- _EXERCISE_: Copy every line from the one containing "Locate the bar" through the last line of the records below, both included, and nothing else.

[Opening INPUT RECORDS section]

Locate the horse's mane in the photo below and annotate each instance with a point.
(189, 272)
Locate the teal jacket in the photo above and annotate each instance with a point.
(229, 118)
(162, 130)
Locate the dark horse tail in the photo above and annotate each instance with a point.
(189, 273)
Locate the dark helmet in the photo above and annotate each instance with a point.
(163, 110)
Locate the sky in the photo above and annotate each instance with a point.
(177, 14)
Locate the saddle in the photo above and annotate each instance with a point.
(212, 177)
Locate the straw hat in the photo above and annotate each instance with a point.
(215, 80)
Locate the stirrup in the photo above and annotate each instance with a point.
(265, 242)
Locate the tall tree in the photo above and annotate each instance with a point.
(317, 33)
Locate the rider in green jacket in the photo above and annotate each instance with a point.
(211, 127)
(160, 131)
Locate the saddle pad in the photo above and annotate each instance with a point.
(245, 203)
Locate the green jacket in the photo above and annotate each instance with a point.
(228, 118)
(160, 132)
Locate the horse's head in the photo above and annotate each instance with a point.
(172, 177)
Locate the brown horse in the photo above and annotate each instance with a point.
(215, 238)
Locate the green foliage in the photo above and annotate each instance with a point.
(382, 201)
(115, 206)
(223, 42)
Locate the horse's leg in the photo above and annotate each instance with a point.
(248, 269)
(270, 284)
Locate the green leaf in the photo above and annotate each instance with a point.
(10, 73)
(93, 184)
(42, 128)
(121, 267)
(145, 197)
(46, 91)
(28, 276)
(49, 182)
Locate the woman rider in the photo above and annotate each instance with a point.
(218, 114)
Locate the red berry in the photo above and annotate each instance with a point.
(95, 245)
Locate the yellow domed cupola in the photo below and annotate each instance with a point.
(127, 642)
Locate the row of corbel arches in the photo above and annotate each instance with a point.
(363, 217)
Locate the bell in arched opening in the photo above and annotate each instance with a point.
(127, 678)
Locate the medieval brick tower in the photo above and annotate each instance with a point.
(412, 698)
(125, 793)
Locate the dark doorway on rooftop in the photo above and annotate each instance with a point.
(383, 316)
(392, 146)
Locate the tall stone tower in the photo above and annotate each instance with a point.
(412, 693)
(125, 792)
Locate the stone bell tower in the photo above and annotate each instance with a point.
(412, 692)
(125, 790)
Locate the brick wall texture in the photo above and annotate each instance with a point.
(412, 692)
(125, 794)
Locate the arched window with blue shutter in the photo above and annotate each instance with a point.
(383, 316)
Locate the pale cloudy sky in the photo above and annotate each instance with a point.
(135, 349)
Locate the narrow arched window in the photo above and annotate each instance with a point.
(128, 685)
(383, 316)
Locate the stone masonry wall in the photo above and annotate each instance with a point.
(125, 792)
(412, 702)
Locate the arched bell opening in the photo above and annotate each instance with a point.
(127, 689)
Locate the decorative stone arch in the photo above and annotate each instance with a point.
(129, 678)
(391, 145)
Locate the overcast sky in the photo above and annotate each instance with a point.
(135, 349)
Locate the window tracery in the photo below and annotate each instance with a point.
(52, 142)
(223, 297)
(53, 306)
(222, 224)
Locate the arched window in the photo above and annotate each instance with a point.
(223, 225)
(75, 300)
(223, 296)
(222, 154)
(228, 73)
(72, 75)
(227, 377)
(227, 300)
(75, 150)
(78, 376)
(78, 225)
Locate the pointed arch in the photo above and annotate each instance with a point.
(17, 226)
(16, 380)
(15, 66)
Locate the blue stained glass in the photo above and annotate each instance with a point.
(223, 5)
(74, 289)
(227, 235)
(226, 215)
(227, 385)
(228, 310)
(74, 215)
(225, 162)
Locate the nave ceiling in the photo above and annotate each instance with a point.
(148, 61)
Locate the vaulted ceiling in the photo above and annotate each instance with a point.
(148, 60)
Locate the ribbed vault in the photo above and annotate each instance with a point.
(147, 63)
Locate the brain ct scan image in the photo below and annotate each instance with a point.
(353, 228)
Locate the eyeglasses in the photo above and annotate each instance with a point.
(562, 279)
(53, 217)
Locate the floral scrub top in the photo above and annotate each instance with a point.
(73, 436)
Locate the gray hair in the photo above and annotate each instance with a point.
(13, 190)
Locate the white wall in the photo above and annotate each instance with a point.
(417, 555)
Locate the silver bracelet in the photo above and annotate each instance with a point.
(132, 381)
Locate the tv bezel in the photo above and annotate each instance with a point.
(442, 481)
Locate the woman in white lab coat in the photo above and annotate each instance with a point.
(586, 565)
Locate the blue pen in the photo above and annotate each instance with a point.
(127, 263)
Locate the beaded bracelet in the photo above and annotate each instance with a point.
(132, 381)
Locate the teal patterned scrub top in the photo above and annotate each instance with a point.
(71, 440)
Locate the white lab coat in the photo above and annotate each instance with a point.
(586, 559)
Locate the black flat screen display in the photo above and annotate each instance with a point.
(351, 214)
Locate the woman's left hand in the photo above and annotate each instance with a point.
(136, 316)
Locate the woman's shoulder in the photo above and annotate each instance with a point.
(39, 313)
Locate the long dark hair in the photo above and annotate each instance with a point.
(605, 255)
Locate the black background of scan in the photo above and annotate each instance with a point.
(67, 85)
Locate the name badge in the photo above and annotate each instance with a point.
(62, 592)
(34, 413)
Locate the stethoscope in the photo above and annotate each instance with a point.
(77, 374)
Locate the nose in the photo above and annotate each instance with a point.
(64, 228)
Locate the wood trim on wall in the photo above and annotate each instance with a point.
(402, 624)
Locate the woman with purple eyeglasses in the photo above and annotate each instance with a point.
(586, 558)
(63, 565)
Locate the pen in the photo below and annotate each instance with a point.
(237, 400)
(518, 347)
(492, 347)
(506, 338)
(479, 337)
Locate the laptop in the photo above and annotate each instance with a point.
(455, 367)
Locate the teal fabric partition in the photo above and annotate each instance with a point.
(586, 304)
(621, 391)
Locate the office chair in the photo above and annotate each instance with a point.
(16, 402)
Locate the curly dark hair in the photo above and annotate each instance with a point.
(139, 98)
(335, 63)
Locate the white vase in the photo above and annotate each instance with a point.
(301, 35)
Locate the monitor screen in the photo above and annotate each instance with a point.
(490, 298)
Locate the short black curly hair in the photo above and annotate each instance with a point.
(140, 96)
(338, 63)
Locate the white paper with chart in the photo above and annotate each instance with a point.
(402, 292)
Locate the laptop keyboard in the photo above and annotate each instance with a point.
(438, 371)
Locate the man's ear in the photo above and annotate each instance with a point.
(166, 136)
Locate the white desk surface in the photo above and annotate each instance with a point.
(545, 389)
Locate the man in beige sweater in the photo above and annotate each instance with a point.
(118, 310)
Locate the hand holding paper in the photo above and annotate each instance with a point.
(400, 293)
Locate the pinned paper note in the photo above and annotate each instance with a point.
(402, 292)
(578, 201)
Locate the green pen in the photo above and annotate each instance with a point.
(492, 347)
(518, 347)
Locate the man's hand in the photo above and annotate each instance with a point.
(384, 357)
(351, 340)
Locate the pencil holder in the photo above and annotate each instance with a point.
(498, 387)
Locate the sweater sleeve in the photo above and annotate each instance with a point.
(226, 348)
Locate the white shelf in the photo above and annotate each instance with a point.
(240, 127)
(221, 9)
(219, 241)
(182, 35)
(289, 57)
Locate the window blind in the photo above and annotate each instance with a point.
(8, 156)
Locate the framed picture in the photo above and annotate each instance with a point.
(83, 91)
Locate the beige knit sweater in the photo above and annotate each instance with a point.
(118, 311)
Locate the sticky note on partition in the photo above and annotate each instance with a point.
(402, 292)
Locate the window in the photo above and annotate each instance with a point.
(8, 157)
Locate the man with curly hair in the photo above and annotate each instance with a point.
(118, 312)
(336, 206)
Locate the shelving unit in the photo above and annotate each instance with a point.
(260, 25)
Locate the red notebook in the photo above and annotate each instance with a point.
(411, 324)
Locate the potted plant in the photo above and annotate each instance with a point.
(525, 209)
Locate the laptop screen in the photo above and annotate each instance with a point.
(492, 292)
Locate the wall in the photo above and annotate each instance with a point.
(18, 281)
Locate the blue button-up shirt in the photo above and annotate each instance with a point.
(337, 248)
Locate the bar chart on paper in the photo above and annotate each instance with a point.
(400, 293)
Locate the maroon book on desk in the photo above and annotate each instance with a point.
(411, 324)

[Closing INPUT RECORDS section]

- _RESULT_:
Locate the bar chart on paper in the photo above and annotate each instance with a point.
(400, 293)
Locate the maroon book on desk in the photo above and annotate each instance with a point.
(411, 324)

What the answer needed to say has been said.